● **Text**:
:::

Problem/Motivation
When processing a queue, it's common to run into situations where a single item cannot be processed. For example, perhaps an upstream URL is 404'ing, while other URLs in other queue items work fine. If the worker throws a SuspendQueueException, or nothing at all, all items end up blocked on the single failing item.
In the HTTP 404 case, the error is often transient and will solve itself, in which case trying again later provides a near seamless experience. In other cases (such as a broken queue item), at least other items in the queue won't be blocked from processing.
Proposed resolution
Let's allow queue processors to recreate items at the bottom of a queue, and allow queue workers to throw an exception indicating that the individual queue item is broken and should be recreated.
Remaining tasks
User interface changes
None.
API changes
reCreateItem
becomes a new interface method required for queue implementations. This doesn't violate our b/c policy today as the interface isn't marked as @api
, but if that was a concern we could create a new RecreateQueueInterface
for the new method.
Data model changes
None.
Comment | File | Size | Author |
---|---|---|---|
#80 | interdiff-79-80.txt | 640 bytes | omarlopesino |
#80 | 1832818.80-requeue.patch | 10.5 KB | omarlopesino |
#63 | 1832818.63-requeue.patch | 6.91 KB | deviantintegral |
#59 | 1832818.59-requeue.patch | 9.14 KB | deviantintegral |
#58 | 1832818.58-requeue.patch | 6.18 KB | deviantintegral |
Comments
Comment #2
Berdirqueue_postpone.patch queued for re-testing.
Comment #3
neclimdulmoveToTheEnd is consistent with the implementations given but is it the correct terminology for what a generic queue would do? it seems more in line with the reliable interface.
Very cool though and a useful feature.
Comment #5
chx CreditAttribution: chx commentedAn unreliable queue could do what the memory queue does and what the comments indicate: delete and requeue. Because it's unreliable if the item gets lost, oh well.
Comment #6
chx CreditAttribution: chx commentedI think this will do it.
Comment #7
chx CreditAttribution: chx commentedFiled #1837118: UPDATE foo SET bar=(SELECT...) is not supported for the database part.
Comment #8
chx CreditAttribution: chx commentedThis is using the RTBC version from the DB issue. Should be ready.
Comment #9
neclimdulLooks pretty solid and with tests. I like the explicit weight instead of the implicit weighting by date a lot. Lets bump it up.
Comment #10
BerdirI agree with RTBC but note that this depends on #1837118: UPDATE foo SET bar=(SELECT...) is not supported, which has been updated in the meantime. The easiest way might be to RTBC and commit the other issue and then re-roll this one.
Comment #11
neclimdulFair point, the old version of that fix is included. per IRC discussion postponing this but the relevant code is RTBC by everyone involved pending the commit of the listed fix.
Comment #12
neclimdulwoot, back in action. needs reroll
Comment #13
patrickd CreditAttribution: patrickd commentedreroll here
Comment #14
BerdirPatch in #13 is identical to the one in #8 minus the already commited UpdateQuery related change. Back to RTBC.
Comment #15
chx CreditAttribution: chx commentedReuploading the patch -- it passed but it didn't get updated to green so let's be clear.

:::

● **Information shown**:
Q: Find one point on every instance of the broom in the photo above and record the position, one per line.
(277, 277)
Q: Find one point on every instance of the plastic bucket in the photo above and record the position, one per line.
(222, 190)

:::

● **Required work**: Update everything from "Problem/Motivation" down to "single failing item." in the text on requeueing failed items, putting "consumer" wherever "worker" appears. The listing has nothing to do with the text.

● **Exercise result**:
Problem/Motivation
When processing a queue, it's common to run into situations where a single item cannot be processed. For example, perhaps an upstream URL is 404'ing, while other URLs in other queue items work fine. If the consumer throws a SuspendQueueException, or nothing at all, all items end up blocked on the single failing item.